(Image annotation rows)
_____

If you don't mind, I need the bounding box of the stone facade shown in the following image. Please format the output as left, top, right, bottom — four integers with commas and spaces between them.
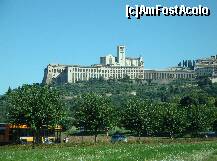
43, 46, 195, 84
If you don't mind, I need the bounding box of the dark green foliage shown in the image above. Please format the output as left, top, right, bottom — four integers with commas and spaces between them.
74, 93, 115, 142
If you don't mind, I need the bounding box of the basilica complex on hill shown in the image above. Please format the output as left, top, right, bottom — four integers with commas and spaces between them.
43, 45, 217, 84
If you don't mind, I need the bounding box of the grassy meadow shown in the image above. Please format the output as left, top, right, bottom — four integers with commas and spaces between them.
0, 139, 217, 161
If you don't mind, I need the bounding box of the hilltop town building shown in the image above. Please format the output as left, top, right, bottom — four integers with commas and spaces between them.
195, 55, 217, 77
43, 45, 195, 84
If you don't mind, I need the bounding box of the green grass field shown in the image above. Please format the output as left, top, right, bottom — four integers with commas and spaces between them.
0, 140, 217, 161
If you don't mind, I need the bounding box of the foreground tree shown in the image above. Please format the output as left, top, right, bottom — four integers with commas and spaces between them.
162, 103, 188, 138
121, 98, 148, 138
6, 84, 65, 143
75, 93, 114, 142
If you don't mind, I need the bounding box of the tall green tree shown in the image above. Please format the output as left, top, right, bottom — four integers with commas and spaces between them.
162, 103, 188, 137
6, 84, 66, 143
74, 93, 115, 142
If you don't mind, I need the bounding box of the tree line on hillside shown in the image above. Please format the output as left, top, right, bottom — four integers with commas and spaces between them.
0, 78, 217, 141
0, 80, 217, 142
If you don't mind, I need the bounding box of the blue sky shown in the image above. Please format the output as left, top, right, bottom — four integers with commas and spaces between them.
0, 0, 217, 94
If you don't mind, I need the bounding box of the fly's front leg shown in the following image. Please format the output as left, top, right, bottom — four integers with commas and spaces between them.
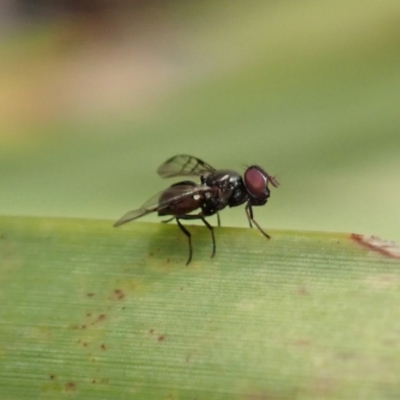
245, 203, 271, 239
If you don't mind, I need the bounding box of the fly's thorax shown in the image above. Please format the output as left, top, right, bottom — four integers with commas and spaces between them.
158, 181, 204, 216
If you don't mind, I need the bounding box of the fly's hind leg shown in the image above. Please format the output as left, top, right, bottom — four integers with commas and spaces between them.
245, 203, 271, 239
176, 217, 193, 265
161, 217, 175, 224
176, 214, 216, 265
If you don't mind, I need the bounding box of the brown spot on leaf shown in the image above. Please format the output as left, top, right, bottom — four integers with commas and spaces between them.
351, 233, 400, 258
65, 382, 76, 391
114, 289, 125, 300
294, 339, 312, 347
97, 314, 107, 322
297, 285, 310, 296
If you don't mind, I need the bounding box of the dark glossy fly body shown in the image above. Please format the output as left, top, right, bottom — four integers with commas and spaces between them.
114, 155, 279, 265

_____

* TASK INSTRUCTIONS:
Copy every row above word for word, leaving out the pictures.

* TASK ANSWER:
If you don't mind, I need the bounding box of the stone facade shown in the following image. Please format the output as left, top, right, bottom — four integers with commas and spaces between them.
43, 46, 195, 84
If you don't mind, I need the bounding box of the dark green foliage shown in the image above. Please format the output as left, top, right, bottom — four integers with commas and spaces between them.
74, 93, 115, 142
If you don't mind, I need the bounding box of the basilica complex on hill shown in the image above. Please format the output as left, top, right, bottom — four integers with commas and spaces between them.
43, 45, 217, 84
If you don't mind, I need the bounding box of the grassy meadow shown in the image above. Please format the output as left, top, right, bottom — four integers with commas and spaces between them.
0, 139, 217, 161
If you don't mind, I need the bounding box of the hilltop town building shown in the image above. Please format the output as left, top, right, bottom — four integers with commas and spaces between them.
195, 55, 217, 77
43, 45, 195, 84
If you don't mind, I need the bounding box of the green grass field shown in the image above. Please format the output as left, top, right, bottom — four integers with commas and spaces between them.
0, 140, 217, 161
If you don't mind, I need the bounding box of the foreground tree shown in the image above. Please format the output as left, top, right, bottom — four integers with commas and spaces between them.
162, 103, 188, 138
121, 98, 148, 138
6, 84, 65, 143
75, 93, 114, 142
If you don't mind, I need the bounding box of the tall green tree shown in the image above. Please format the output as left, top, right, bottom — four integers with commas and spaces between them.
162, 103, 188, 137
6, 84, 66, 143
74, 93, 115, 142
If you don't mind, I need the bounding box of the tree line on hillside shown in the image above. Please format the output as left, top, right, bottom — four integers with commas and spaces between them.
0, 78, 217, 141
0, 80, 217, 142
If you don't mind, I need the bounding box of the blue sky shown in the image above. Please format the output as left, top, right, bottom — four integers with commas and spaces between them.
0, 0, 217, 94
If you don't mind, I need the bounding box of the fly's front leg shown in the following image. Please format the output as left, top, right, bottom — four integers with commas and spaces between them.
245, 203, 271, 239
If you don't mind, I need the bounding box of the fly's thorax shown in the image above. Please format the output as left, top, right, bottom — four integers with commas and spaces between them.
158, 181, 204, 216
If you don't mind, I need the bounding box of the fly's hind leg shown in the image above. Please format the output as left, top, right, bottom — four integers with commas and spaces between them.
245, 203, 271, 239
176, 217, 193, 265
161, 217, 175, 224
176, 214, 216, 265
If you don't mind, I need the bounding box of the brown spot on leaf shown in the image above. Please format the output as left, top, right, bottom — four integers with commas and spaces between them.
351, 233, 400, 258
65, 382, 76, 391
114, 289, 125, 300
294, 339, 312, 347
97, 314, 107, 322
297, 285, 310, 296
If you don't mind, I need the bounding box of the dark glossy fly body shown in the image above. Please format the output as left, top, right, bottom — four integers with commas and spaces between them.
114, 155, 279, 265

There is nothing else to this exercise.